* [Exercise directions]: Search the records below for the string "border" and report only the number of lines that contain it.

Data items
=== Begin Enclosure ===
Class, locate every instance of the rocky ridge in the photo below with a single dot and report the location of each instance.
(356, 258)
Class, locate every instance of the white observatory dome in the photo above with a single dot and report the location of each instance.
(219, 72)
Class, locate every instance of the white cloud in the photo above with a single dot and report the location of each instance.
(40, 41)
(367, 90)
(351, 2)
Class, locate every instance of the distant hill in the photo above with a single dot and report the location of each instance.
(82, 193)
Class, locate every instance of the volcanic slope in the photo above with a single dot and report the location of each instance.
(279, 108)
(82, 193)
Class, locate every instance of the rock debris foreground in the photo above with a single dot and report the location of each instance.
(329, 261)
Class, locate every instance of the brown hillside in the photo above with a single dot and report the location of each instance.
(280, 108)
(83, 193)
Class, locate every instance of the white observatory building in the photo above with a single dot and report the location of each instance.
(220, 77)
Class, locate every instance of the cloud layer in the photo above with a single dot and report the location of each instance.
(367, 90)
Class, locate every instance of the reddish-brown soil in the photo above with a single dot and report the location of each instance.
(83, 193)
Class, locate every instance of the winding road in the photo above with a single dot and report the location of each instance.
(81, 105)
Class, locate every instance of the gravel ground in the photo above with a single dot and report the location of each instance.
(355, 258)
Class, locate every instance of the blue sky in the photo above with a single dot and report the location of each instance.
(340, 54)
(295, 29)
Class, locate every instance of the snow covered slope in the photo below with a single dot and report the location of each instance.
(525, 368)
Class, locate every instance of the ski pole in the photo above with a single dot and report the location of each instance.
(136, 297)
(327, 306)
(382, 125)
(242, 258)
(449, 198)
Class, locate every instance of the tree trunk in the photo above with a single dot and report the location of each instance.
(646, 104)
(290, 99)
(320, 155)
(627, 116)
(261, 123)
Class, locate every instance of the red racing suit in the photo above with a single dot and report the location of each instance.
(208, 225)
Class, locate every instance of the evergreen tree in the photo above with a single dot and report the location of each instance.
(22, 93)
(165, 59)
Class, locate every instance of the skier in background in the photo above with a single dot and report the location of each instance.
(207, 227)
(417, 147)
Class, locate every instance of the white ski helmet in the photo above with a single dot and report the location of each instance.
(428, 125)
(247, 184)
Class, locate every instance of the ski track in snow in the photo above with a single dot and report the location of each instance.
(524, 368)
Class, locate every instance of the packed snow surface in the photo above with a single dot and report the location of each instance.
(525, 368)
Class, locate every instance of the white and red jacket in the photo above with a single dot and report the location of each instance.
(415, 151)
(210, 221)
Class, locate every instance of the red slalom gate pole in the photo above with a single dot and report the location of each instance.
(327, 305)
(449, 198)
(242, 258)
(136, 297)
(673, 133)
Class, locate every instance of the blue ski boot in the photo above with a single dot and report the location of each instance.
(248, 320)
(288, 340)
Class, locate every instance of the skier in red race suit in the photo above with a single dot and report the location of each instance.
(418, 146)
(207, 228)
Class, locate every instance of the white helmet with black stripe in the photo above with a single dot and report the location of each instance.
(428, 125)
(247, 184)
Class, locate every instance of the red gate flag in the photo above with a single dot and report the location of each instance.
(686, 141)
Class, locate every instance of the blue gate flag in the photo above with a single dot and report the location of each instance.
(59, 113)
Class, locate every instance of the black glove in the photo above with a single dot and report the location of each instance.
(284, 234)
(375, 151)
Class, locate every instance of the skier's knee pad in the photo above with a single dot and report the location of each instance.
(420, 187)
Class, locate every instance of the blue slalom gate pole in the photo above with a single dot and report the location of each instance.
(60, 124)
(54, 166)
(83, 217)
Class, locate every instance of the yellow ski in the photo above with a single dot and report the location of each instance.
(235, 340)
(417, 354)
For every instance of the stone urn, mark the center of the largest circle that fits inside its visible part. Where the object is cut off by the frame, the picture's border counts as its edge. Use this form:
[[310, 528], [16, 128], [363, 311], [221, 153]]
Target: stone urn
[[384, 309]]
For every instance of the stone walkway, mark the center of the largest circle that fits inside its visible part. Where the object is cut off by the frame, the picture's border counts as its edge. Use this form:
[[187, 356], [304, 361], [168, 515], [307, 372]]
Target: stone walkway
=== End Enclosure ===
* [Answer for the task]: 2